- [SUPPLIED TEXT]:
______________________________

Now some people might criticise Moses at this point for complaining to God

  • After all, God did tell Moses more than once that Pharaoh would be stubborn and refuse to let the Israelites go
  • Well, in Moses’ defence, Pharaoh hasn’t just refused to let the people go – Pharaoh has actually made things considerably worse for the people, which I’m not sure Moses was told about

 

In any case, I don’t think we should be too hard on Moses

  • It is one thing to be told you are in for some rough weather
  • But another thing entirely to actually go through the storm

 

The words of the foremen to Moses & Aaron would have really hurt – salt in the wound of failure

  • Just as Pharaoh had blamed the foremen for failing to meet the quotas, so too the foremen pass the blame onto Moses & Aaron
  • It would not have been easy for Moses to hear criticism from the lips of men who collaborated with the Egyptians
  • But Moses allows it – he doesn’t defend himself to them, even though their words are unkind and unfair
  • Leadership can be a pretty lonely experience, especially when things go wrong

 

Another thing to say, to Moses’ credit, is that (unlike Pharaoh and the Hebrew foremen) Moses does not take his frustrations out on other people

  • Moses takes his complaint to God who is big enough to handle it
  • And that in itself is interesting isn’t it
  • Who we complain to says something about who we believe is in charge
  • By taking their complaint to Pharaoh the foremen seem to be acknowledging on some level that Pharaoh is in charge
  • But Moses takes his complaint to God, which tells us that Moses believes God is in charge

 

God is not at all like Pharaoh – and we can see that quite clearly in the contrasting ways in which God & Pharaoh respond to complaints

 

As we’ve already heard, Pharaoh does not want to accept responsibility for the complaint

  • When the Hebrew foremen criticise his policy of withholding straw Pharaoh puts the blame back on them by saying they are lazy
  • The message is: No criticism is allowed under Pharaoh and so you are not free to express how you truly feel
  • If you live under Pharaoh then you must meet certain expectations and behave in a certain way in order to be accepted (or at least not abused)
  • The problem with this is that it creates a kind of false reality because no one feels able to be honest with you

 

Unlike Pharaoh, God is into being and that includes being honest – allowing others to criticise him (even if their criticism isn’t entirely accurate or fair)

  • When Moses complains to God, God allows it
  • God does not disagree with Moses
  • He lets Moses express what he is feeling
  • After all, feeling goes hand in hand with being
  • By the same token God doesn’t give Moses an explanation either
  • Just like he didn’t give Job an explanation for his suffering
  • God doesn’t normally explain our suffering – but he does share it
  • He allows himself to be in the situation with us – he feels our pain

So I reckon Moses is on the right track here

  • By making his complaint to God, Moses is acknowledging that God is in charge
  • And by being honest with God, Moses is relating to God on a being level – not a having level

 

As painful as it was, the foremen’s criticism of Moses & Aaron actually had a positive affect

  • Their rebuke revealed the truth of Moses’ motivation
  • No one could say Moses was in this for public adulation or the glory of it
  • Those foremen did Moses a favour in a way – they took the ego trip out of it for Moses
  • And in so doing they inducted Moses into a deeper dependence on God

 

This is often how God uses failure & disappointment in our life – to purify our motives and strengthen our integrity

  • If things come too easy – then we might think we did it ourselves
  • And if all we hear is praise – then we should be concerned – it could mean we are behaving like Pharaoh and not allowing criticism

 

In verse 1 of Exodus 6, after listening to Moses’ complaint, the Lord responds by saying…

  • “Now you are going to see what I will do to the king. I will force him to let my people go. In fact, I will force him to drive them out of his land”

______________________________

- [DATA SHOWN]:
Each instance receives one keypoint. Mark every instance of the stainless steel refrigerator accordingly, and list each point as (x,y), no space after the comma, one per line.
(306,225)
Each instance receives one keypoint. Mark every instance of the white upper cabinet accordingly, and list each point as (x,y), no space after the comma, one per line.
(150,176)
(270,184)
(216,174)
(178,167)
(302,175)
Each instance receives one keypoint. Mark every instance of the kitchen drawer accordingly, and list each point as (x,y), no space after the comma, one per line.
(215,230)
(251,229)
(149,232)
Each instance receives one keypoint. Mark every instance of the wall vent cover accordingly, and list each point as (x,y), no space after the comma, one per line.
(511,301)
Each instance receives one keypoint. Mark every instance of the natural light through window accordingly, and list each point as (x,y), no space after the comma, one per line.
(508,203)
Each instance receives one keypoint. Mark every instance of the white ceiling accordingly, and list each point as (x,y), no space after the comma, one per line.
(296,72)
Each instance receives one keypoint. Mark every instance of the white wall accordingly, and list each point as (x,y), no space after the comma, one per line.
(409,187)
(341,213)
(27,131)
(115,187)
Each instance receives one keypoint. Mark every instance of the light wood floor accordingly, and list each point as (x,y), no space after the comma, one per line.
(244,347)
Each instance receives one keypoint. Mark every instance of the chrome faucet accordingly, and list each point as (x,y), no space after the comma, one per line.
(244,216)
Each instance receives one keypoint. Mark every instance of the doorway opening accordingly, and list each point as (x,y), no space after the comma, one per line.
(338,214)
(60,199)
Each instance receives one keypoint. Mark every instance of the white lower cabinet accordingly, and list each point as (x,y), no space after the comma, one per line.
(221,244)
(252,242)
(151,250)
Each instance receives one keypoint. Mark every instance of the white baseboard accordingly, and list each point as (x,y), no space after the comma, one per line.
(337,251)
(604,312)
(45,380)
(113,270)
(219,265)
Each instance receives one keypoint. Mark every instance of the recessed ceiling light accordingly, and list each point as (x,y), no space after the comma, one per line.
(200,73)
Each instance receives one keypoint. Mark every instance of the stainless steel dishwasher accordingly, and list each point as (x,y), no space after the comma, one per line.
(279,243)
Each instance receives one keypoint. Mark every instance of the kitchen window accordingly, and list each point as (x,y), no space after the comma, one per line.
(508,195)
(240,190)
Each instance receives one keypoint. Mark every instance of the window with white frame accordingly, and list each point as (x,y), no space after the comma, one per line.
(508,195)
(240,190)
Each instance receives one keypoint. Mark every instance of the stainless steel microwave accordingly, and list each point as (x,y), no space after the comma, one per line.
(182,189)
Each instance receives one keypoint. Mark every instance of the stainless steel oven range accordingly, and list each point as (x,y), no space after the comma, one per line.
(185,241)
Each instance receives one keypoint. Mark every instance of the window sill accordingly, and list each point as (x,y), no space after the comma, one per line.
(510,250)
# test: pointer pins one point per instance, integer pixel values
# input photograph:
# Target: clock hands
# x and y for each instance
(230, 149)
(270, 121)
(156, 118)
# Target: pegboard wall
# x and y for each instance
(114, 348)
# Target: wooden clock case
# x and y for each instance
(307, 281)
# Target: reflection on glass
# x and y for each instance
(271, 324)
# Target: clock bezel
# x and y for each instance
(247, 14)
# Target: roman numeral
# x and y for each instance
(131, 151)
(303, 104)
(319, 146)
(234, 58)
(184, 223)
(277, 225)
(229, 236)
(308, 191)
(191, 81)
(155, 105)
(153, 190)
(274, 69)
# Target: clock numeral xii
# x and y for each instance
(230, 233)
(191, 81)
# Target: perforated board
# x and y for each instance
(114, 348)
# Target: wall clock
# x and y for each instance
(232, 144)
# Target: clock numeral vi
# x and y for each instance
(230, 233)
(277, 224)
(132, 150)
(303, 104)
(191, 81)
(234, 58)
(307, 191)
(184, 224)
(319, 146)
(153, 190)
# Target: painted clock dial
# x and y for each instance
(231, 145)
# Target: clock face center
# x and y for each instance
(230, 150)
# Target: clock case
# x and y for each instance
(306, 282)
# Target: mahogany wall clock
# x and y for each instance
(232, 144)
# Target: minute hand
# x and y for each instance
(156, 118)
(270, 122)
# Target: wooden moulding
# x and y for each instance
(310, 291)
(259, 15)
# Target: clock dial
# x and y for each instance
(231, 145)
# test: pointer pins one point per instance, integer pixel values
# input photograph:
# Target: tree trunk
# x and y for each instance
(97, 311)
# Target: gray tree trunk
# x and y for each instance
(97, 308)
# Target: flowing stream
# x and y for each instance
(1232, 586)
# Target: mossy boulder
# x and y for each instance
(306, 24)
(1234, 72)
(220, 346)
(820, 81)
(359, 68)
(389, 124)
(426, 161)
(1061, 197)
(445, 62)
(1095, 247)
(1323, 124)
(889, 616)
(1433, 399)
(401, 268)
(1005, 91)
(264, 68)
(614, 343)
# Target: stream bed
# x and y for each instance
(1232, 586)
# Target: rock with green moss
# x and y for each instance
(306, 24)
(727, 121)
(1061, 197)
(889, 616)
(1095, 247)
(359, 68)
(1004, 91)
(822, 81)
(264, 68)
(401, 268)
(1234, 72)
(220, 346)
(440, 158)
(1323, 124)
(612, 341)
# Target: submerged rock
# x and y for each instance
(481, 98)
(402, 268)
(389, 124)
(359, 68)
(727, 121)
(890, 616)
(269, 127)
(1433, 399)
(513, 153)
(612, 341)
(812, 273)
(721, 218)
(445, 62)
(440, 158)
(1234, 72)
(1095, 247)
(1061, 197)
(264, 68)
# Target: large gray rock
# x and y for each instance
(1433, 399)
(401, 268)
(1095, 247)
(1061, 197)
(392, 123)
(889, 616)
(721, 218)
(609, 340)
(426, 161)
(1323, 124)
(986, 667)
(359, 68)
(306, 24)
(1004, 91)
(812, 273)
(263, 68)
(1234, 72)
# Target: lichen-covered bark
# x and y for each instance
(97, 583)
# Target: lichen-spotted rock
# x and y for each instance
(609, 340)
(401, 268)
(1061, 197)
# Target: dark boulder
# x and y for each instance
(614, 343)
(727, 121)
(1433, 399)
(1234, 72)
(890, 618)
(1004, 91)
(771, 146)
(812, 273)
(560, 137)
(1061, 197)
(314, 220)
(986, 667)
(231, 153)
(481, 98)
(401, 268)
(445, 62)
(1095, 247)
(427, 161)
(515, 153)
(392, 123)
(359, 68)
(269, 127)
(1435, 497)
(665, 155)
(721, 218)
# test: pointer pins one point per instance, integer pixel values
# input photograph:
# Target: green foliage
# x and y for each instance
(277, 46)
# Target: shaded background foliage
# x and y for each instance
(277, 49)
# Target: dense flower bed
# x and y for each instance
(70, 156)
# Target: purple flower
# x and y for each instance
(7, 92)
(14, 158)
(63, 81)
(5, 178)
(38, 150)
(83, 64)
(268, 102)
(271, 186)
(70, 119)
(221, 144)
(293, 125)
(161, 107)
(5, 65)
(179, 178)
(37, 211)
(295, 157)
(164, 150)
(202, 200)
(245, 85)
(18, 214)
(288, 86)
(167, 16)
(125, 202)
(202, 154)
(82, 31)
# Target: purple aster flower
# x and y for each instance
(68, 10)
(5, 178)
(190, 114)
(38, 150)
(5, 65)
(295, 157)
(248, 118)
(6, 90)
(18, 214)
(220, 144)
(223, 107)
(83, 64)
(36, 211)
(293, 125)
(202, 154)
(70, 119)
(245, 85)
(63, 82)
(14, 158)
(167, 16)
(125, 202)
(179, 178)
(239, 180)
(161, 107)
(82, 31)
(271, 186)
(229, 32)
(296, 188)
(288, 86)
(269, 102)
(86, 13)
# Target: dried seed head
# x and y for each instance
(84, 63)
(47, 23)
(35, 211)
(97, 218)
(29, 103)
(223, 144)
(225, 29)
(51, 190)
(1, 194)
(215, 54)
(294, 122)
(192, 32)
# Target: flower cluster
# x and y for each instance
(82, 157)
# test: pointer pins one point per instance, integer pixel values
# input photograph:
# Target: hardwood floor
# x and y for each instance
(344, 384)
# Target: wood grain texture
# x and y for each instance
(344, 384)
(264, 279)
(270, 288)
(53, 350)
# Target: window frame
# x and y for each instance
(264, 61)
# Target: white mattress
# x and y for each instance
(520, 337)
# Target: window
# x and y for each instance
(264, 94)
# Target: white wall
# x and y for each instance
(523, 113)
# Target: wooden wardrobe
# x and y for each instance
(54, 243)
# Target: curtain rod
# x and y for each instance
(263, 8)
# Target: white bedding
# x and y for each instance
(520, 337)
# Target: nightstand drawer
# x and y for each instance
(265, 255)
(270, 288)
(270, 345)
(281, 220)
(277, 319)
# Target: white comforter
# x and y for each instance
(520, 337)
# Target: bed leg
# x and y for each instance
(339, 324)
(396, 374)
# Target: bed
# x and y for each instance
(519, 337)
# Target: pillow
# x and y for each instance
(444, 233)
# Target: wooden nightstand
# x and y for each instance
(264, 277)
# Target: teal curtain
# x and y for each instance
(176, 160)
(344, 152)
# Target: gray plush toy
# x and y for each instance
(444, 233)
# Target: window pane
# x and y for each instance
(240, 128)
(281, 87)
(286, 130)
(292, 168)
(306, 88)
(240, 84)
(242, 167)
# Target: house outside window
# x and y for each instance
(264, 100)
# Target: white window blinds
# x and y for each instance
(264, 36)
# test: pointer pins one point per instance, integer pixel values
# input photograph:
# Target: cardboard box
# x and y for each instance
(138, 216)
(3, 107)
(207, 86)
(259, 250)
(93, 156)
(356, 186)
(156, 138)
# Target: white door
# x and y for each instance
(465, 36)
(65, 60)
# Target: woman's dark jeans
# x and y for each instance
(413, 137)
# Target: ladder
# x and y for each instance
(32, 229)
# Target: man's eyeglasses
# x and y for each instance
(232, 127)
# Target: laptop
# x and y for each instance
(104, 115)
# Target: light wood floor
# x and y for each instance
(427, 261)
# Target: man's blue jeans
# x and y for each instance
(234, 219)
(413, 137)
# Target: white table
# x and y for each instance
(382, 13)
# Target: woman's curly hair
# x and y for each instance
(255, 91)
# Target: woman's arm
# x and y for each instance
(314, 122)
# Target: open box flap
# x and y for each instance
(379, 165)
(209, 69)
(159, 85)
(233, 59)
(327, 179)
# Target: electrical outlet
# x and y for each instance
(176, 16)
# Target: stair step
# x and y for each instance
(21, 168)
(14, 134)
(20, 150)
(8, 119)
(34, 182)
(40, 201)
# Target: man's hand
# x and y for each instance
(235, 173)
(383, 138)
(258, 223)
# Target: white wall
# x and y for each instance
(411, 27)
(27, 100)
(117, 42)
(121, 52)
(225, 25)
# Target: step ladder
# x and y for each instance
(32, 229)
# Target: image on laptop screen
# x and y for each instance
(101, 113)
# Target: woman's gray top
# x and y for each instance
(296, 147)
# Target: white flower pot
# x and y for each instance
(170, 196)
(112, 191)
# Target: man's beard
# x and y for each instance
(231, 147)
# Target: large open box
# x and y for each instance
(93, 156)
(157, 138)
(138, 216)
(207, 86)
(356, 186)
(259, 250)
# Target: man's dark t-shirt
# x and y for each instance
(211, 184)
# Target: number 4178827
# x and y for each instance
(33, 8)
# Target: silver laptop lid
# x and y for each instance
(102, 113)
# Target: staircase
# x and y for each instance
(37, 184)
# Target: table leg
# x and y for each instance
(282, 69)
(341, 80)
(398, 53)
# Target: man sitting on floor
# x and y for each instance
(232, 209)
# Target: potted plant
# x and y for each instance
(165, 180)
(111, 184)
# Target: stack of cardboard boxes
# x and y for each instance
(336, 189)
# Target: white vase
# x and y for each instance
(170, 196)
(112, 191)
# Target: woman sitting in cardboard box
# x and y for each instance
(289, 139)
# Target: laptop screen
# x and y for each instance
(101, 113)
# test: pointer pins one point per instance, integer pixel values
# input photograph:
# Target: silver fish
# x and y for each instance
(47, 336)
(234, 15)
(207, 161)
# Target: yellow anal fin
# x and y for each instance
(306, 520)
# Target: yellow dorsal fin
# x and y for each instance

______________________________

- [WORK TO BE COMPLETED]:
From the text on Moses' complaint to God, quote word for word the stretch from "As we’ve already" through "accurate or fair)".

- [WRITTEN ANSWER]:
As we’ve already heard, Pharaoh does not want to accept responsibility for the complaint

  • When the Hebrew foremen criticise his policy of withholding straw Pharaoh puts the blame back on them by saying they are lazy
  • The message is: No criticism is allowed under Pharaoh and so you are not free to express how you truly feel
  • If you live under Pharaoh then you must meet certain expectations and behave in a certain way in order to be accepted (or at least not abused)
  • The problem with this is that it creates a kind of false reality because no one feels able to be honest with you

 

Unlike Pharaoh, God is into being and that includes being honest – allowing others to criticise him (even if their criticism isn’t entirely accurate or fair)